■ READING PASSAGE:
Edging it

Push to your edges and discover what you can do to rescue the little gods who are caught in lives that will render them impotent to their own enormous gifts.*
Jean Houston

The value of an effective rite is that it leaves everyone to his own thoughts, which dogma and definitions only confuse.**
Joseph Campbell

In every child there exists an amazing story that
may never be lived;
Perhaps, if we push against our perceived boundaries,
If we wonder every day where our limits are whilst
we hone our gifts through imaginative action,
We might yet help unlock these tales.

*Jean Houston’s A Mythic Life;
**Joseph Campbell’s Myths To Live By.

The old work-life balance thing

Work at its best is the arrival in an outer form of something intensely inner and personal, and the art of working itself – a bridge between the public and private, a bridge of experience which can be an agony and ecstasy to cross.*
David Whyte

Everybody said you should serve a cause larger than yourself, but nobody tells you how.**
David Brooks

We all want to spend our days usefully, for our work
to be meaningful and to make a difference, but
even in the 21st century, when you would think this would be
more possible than ever before in history, the number of life-numbing jobs
proliferate, and,
The lines between work and life have to be sharply drawn.

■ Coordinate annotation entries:
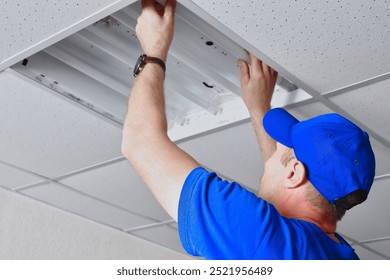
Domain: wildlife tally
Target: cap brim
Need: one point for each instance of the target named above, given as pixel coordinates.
(278, 124)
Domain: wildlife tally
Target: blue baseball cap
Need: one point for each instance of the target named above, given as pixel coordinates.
(336, 153)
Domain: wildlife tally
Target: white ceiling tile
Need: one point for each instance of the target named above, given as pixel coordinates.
(47, 135)
(325, 44)
(382, 153)
(119, 184)
(382, 158)
(382, 247)
(85, 206)
(28, 24)
(233, 153)
(369, 219)
(365, 254)
(12, 178)
(166, 236)
(309, 111)
(369, 105)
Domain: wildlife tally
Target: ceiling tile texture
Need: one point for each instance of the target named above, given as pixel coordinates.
(64, 156)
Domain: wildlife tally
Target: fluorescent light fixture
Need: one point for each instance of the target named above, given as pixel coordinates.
(93, 68)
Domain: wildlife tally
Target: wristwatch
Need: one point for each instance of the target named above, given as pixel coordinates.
(143, 59)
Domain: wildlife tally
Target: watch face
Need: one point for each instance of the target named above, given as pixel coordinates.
(139, 65)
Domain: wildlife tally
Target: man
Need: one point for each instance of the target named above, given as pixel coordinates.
(315, 171)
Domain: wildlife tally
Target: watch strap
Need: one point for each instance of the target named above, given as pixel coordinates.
(150, 59)
(143, 60)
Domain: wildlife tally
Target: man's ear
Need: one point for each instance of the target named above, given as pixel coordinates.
(295, 174)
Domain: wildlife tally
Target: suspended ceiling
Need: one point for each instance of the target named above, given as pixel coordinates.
(57, 150)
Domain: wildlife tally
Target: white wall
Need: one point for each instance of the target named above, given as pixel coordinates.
(34, 230)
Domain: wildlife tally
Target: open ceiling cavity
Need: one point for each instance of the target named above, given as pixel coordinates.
(93, 69)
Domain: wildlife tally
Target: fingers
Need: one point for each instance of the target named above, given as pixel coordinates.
(244, 70)
(147, 3)
(170, 8)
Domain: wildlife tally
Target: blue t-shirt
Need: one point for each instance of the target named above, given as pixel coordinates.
(222, 220)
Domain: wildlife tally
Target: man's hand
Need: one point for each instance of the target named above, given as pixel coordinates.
(257, 87)
(257, 84)
(155, 27)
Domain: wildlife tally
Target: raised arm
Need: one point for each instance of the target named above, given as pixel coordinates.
(159, 162)
(257, 86)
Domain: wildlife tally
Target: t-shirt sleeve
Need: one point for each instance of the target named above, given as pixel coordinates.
(220, 219)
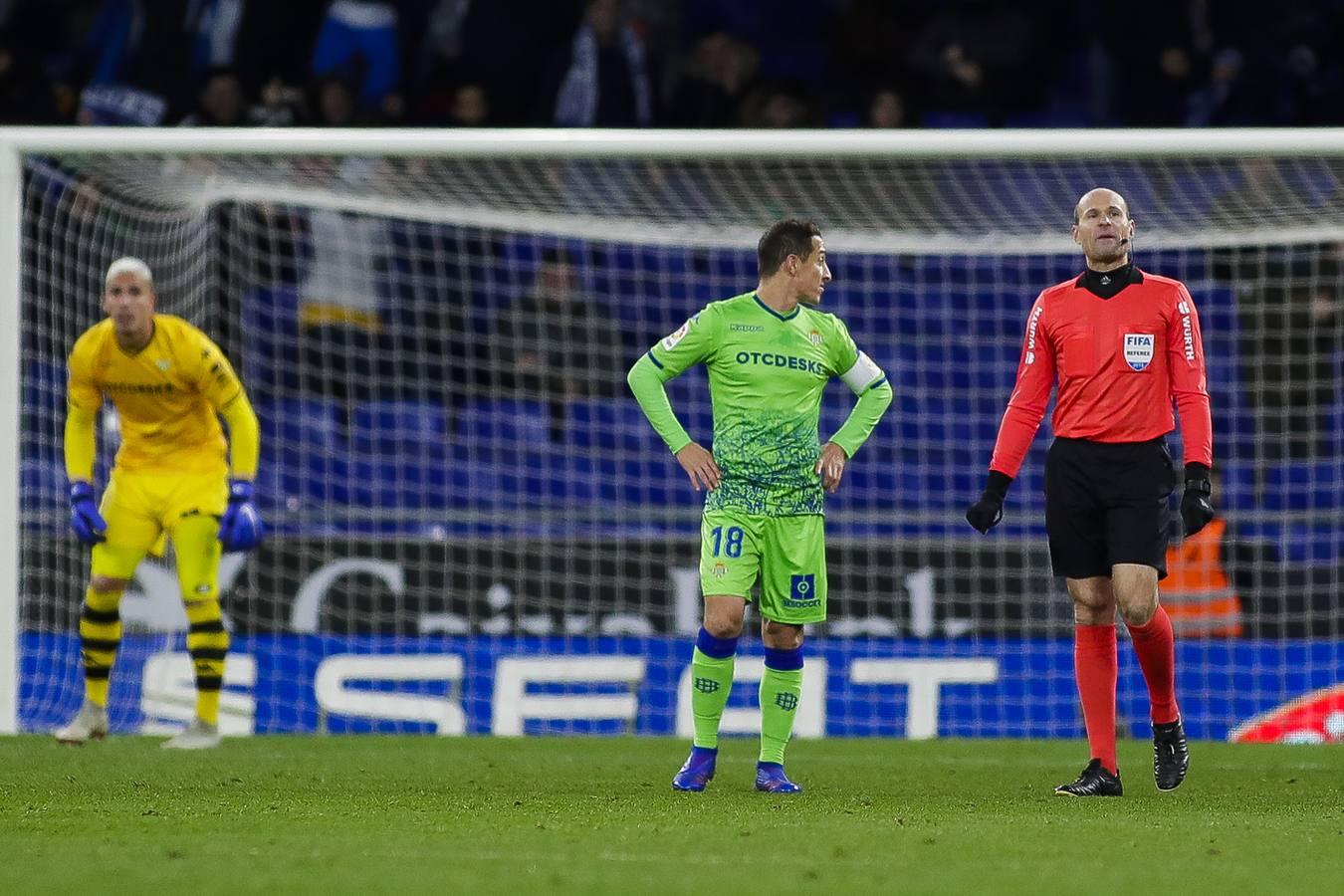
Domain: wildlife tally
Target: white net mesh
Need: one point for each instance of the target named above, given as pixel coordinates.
(472, 527)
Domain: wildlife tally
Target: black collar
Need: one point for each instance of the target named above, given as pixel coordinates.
(1108, 284)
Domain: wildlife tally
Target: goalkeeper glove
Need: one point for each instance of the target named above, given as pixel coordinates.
(1197, 507)
(987, 512)
(85, 519)
(241, 527)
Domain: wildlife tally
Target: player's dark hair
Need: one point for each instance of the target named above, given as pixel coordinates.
(784, 238)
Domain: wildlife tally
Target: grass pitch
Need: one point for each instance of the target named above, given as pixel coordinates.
(597, 815)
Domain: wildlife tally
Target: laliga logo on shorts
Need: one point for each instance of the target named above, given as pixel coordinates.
(1139, 349)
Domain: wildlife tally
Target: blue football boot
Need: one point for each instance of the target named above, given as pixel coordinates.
(698, 770)
(772, 780)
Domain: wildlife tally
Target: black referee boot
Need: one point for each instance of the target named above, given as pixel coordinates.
(1171, 755)
(1094, 782)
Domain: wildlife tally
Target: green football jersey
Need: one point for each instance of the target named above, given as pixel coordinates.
(767, 376)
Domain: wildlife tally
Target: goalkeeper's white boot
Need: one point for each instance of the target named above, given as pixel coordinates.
(91, 722)
(198, 735)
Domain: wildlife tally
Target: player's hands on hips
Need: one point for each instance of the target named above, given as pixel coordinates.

■ PROBLEMS TO WORK ON:
A. In the reading passage, which book is given as the source of the Joseph Campbell quote?
B. Continue the reading passage on limits and work with a few more lines in the same style.

■ OUTPUTS IN ORDER:
A. Myths To Live By

B.
The job we want may be evading us, but,
If we were to spin this around, inside each of us
there lies the work we want to do, wrapped
in a unique mix of talents and abilities and passion and more;
Once we discover and begin to find ways to experiment with and
express these, then boundaries begin to
dissolve, and we enter the ecstasy
and the agony of the difference we can make, which cannot
be held within an either/or or this/that, but
within a rhythm – as in poetry or
song.

*David Whyte’s Crossing the Unknown Sea;
**David Brooks’ The Second Mountain.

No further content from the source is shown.